(Selected passage)
KUOW Photo/Ann Dornfeld

When reporter Ann Dornfeld went to Target in West Seattle on Saturday morning to buy toilet paper, she was shocked to see rows of N95 protective masks for sale -- $6.79 for two.

“Why are women hunched over sewing machines all over the country so Target can sell masks to people who neither need them nor know how to use them properly?” Dornfeld asked her colleagues in an online newsroom chat.

Dornfeld, who reports for KUOW, knew that N95 masks are being rationed at area hospitals, and that health providers are washing them with bleach between patients. Hospitals are all but begging people to turn over masks they may have sitting idly in pantries and garages, left over from paint projects or when Seattle was engulfed with wildfire smoke.

Hospitals are also turning to community seamstresses to make N95 masks out of materials the hospitals have supplied. Dornfeld’s mother is among those seamstresses, ready to start sewing masks for Providence in Renton.

Another KUOW reporter, Ashley Hiruko, called the Target store for answers. “Honestly, logistically speaking, they just show up on a truck from the distribution center,” said a worker named Brian. He said he didn’t know where the masks came from.

Dornfeld returned to her car with toilet paper, but was so disturbed she decided to go back in and take a photo. She posted the photo to Twitter and drove home.

Seeing Dornfeld’s tweet, Lindsey Grad, a lobbyist for SEIU Healthcare 1199 NW, and therefore painfully aware of the shortages, bee-lined to the Target for a one-woman sit-in.
(End Selected passage)
**Task requirements**
A – Do these statements agree with the passage about N95 masks at Target? (i) The masks were priced at $6.79 for two. (ii) Ashley Hiruko went to the Target store in person for answers. (iii) Dornfeld posted her photo to Facebook. For each, answer yes or no and quote the words from the passage that decide it.
B – Name every person mentioned by name in the passage about N95 masks at Target.
C – Continue the passage about N95 masks at Target, starting after its last sentence.
(Source material)
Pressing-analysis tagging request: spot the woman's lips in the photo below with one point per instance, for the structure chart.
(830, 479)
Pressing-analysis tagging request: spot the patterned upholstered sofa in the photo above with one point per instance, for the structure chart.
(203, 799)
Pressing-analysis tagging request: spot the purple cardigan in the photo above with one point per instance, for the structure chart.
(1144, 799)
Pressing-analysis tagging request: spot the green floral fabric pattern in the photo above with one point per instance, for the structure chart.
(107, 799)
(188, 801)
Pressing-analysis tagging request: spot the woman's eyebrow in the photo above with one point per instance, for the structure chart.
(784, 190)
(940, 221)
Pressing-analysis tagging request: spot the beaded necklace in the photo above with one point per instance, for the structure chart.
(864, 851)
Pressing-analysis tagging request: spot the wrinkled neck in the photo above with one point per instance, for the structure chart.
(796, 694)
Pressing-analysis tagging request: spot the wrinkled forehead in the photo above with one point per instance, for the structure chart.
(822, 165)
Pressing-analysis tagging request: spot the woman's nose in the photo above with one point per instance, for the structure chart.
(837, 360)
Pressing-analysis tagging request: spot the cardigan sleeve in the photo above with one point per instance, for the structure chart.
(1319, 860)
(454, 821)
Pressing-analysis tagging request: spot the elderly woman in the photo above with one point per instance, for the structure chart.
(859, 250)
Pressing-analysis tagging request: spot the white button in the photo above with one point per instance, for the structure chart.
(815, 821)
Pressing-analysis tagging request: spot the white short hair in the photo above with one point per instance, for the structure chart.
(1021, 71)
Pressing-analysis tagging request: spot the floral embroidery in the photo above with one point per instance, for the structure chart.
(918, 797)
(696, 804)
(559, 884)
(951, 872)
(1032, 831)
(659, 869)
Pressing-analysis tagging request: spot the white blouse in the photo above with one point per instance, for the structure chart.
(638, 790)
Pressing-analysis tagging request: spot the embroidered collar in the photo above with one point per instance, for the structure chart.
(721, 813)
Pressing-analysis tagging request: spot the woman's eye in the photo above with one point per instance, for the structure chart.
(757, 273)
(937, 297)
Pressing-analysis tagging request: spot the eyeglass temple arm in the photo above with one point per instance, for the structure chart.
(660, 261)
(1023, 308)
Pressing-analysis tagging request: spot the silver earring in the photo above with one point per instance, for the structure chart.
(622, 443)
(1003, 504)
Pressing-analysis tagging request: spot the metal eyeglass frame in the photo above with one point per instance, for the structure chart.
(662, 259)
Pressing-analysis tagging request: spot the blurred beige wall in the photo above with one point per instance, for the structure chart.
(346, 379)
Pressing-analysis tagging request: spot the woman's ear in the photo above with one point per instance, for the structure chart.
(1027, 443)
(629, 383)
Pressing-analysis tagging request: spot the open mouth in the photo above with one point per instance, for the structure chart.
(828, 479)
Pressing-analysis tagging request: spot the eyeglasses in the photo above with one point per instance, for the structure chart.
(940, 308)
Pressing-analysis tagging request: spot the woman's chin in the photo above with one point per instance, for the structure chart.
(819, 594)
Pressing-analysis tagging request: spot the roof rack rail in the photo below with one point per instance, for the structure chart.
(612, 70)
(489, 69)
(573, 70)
(End Source material)
**Answers**
A –
(i) Yes: "$6.79 for two"
(ii) No: "called the Target store for answers"
(iii) No: "She posted the photo to Twitter"

B – Ann Dornfeld, Ashley Hiruko, Brian, Lindsey Grad

C –
“I’m here at Target trying to buy these masks for hospital use,” Grad wrote on Twitter. “While they have placed them out by the cash registers to encourage individual purchases, they will not let me buy the lot to divert to hospitals.”

(Brian, the Target worker, confirmed someone at the store was agitating about the masks.)

Public officials at every level – Seattle Mayor Jenny Durkan, County Executive Dow Constantine, Gov. Jay Inlsee – took note and by 1:30 p.m. the masks were off those shelves.

Durkan's office had called Target corporate and asked them to pull the masks for the shelves. Target agreed immediately to donate the masks.

Inslee tweeted: “We heard reports that a Target in Seattle was selling n95 masks. My staff and others stepped in. Those masks are now on their way to the health care workers who desperately need them.”

Target apologized.

On Twitter, the retail giant wrote: “Today in select Seattle stores, N95 masks were available for purchase in error. We’re removing & donating them to the WA State Dept. of Health. We’re also reviewing inventory for additional masks to be donated. Target’s commitment to communities is unwavering & we apologize.”